_TEXT TO READ_.
========
# Stripping Borders



## Roo (May 28, 2009)

I have 2 beautiful young Border Terriers, Bailey & Roo, both 11 month old. It is the first time I have had Borders....... always had Pugs in the past, so I am looking for a bit of advice as to Stripping their coats.
What age would you recommend I get them stripped?


----------



## mollyismyworld (May 2, 2009)

Roo said:


> I have 2 beautiful young Border Terriers, Bailey & Roo, both 11 month old. It is the first time I have had Borders....... always had Pugs in the past, so I am looking for a bit of advice as to Stripping their coats.
> What age would you recommend I get them stripped?


Hi Roo!

I saw the thread title and thought you were after some decorating advice! 

I am not sure about stripping as Molly only ever gets clipped or shaved. There were some threads not long ago regarding stripping, but think it was a lady who was a groomer wanting advice about a westie ( and he couldn't be stripped as he has been clipped before).

Hopefully somebody will be here soon with some advice. xx


----------



## Roo (May 28, 2009)

mollyismyworld said:


> Hi Roo!
> 
> I saw the thread title and thought you were after some decorating advice!
> 
> ...


That made me chuckle!
Thanks Molly's mum xx::laugh:


----------



## terriermaid (Nov 5, 2007)

they should be ready now ,if there hair comes out with a gentle tug there ready also should be ready to get rid of there winter coat


----------



## Roo (May 28, 2009)

Thanks for the advice. I'd like to strip them myself.........what kind of technique is used?


----------



## mollyismyworld (May 2, 2009)

Hi Roo.

I found this for you to look at until somebody else can help.
Keeley. xx 

clubs.akc.org/btcoa/research/groomguide.html from the BTCA Grooming Guide.


----------



## aurora (Aug 16, 2008)

Hi Roo,

At 11 months of age they should be ready now to be stripped, when i got our first border i bought the Kate Irving Dvd, on how to strip a border terrier, it was brilliant. it shows you step by step how to do it.
========
_GOALS_.
[1] Please retype the Border Terrier thread from "I am not sure" up to and including "been clipped before).".
[2] Decide whether each statement agrees with the Border Terrier thread, answering yes or no and quoting the deciding words: (a) Roo's two dogs are both 11 months old. (b) Molly's coat is usually stripped. (c) aurora bought a DVD showing how to strip a Border Terrier.
[3] Carry the Border Terrier thread on from the end of its last post.
The data after this point is separate from the Border Terrier thread.

Records:
========
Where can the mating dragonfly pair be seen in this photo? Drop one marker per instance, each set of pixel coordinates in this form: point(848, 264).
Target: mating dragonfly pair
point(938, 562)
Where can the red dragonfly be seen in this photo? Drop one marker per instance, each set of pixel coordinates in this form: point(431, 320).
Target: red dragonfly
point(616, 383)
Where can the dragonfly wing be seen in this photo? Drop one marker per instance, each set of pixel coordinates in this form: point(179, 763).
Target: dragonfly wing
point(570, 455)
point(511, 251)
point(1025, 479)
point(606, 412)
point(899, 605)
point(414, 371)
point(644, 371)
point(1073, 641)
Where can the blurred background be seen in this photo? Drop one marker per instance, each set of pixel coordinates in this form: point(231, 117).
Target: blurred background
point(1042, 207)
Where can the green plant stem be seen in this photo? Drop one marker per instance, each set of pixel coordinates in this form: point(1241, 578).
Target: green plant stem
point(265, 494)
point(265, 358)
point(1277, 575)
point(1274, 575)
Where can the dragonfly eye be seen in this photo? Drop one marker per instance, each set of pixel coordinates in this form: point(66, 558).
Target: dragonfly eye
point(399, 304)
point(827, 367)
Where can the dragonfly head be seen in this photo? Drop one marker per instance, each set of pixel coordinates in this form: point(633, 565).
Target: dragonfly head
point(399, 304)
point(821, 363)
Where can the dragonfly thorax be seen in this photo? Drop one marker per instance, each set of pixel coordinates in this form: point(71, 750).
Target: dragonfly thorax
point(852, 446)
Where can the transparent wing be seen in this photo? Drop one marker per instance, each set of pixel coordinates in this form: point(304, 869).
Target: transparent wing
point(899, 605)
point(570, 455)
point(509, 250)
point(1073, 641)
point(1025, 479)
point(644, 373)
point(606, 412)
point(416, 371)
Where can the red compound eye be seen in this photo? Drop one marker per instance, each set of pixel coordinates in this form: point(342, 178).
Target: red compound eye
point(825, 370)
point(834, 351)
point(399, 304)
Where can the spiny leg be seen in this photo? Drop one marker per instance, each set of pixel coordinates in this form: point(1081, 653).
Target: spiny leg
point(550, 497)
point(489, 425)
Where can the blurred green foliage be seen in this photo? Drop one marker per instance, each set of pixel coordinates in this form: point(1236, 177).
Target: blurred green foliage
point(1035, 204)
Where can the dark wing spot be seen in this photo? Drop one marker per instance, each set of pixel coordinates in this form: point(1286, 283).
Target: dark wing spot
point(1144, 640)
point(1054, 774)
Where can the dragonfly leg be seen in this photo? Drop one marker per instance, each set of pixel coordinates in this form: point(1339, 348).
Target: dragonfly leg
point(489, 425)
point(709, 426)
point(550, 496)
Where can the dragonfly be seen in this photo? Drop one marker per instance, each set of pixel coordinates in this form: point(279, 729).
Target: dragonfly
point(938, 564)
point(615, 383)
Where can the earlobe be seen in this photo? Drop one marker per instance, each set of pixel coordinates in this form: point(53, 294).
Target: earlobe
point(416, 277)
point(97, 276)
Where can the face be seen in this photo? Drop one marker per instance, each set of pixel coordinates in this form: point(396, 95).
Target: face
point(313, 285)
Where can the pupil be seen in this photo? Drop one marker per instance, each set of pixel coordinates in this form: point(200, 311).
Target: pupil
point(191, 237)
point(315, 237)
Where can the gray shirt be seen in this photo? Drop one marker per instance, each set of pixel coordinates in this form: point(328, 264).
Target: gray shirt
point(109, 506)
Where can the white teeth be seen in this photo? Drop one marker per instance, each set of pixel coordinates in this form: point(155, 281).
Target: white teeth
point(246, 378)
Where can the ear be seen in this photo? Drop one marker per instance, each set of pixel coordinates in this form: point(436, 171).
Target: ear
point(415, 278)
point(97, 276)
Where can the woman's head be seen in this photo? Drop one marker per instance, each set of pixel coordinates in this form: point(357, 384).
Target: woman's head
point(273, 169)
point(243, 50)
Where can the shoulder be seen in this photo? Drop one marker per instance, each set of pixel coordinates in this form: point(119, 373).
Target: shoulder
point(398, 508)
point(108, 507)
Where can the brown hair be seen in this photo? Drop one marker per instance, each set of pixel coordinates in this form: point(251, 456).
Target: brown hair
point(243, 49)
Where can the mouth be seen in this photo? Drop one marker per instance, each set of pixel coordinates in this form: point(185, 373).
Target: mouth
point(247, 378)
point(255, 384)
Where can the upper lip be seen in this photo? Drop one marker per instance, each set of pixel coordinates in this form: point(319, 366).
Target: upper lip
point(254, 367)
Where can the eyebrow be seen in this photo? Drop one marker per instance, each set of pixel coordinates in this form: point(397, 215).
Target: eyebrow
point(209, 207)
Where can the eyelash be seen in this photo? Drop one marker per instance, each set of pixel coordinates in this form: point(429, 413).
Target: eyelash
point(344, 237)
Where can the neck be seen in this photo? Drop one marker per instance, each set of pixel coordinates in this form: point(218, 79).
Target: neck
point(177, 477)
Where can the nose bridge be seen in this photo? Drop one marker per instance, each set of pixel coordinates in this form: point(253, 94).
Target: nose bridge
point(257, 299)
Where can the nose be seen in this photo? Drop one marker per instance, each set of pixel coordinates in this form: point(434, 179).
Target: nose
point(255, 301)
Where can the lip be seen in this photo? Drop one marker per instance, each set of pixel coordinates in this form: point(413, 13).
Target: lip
========
_RESULTS IN ORDER_.
[1]
I am not sure about stripping as Molly only ever gets clipped or shaved. There were some threads not long ago regarding stripping, but think it was a lady who was a groomer wanting advice about a westie ( and he couldn't be stripped as he has been clipped before).

[2]
(a) Yes: "both 11 month old"
(b) No: "Molly only ever gets clipped or shaved"
(c) Yes: "i bought the Kate Irving Dvd, on how to strip a border terrier"

[3]
i've got a grooming table but a piece of carpet on a firm surface will do.
use a brush on the dog first and give it a good brush. i usually begin around the neck and along the back first, gently get hold of a small amount of the long hairs, with your finger and thumb and give a gently tug if the coat is blown and ready it will come out very easy. When the coat is blown it will have a partin down the center of the back. once you have mastered the neck and back, i begin on the shoulders and down the legs. I also use chalk on my fingers as it give a better grip when puling the hair. A stripping knife can be used but always becareful to use it as an aid to pulling the coat out and not cutting the coat when used in corectly. around the feet to tidy them up i use small grooming scissors and trim and long hairs. the beard very often does not need a lot off attention, just a little bit of a tidy up do not use scissors for this bit. On the ears use finger and thumb and pull and long hairs off the ears will then look very neat. The tail will need doing as well and the very tip will need rounding off this i do some times use the stripping knife to tidy up. Place your thumb along the tail until you thumb nail is at the end of the tail, anything that is over this can be taken off. You should then have a nice tail that looks like a carrot. 

if you want any more advice please get in touch

Anne


----------



## Roo (May 28, 2009)

mollyismyworld said:


> Hi Roo.
> 
> I found this for you to look at until somebody else can help.
> Keeley. xx
> ...


Thanks Keeley,
I'll have a look at that later tonight

xx:thumbsup:


----------



## Roo (May 28, 2009)

aurora said:


> Hi Roo,
> 
> At 11 months of age they should be ready now to be stripped, when i got our first border i bought the Kate Irving Dvd, on how to strip a border terrier, it was brilliant. it shows you step by step how to do it.
> 
> ...


Hi Anne,
Thanks for taking the time to reply in such detail. That really has helped. Couple of questions: when you pull the hair, do you pull right from the base touching the skin. How long roughly does it take to strip a whole dog? I think I'll invest in the DVD you mentioned.


----------



## aurora (Aug 16, 2008)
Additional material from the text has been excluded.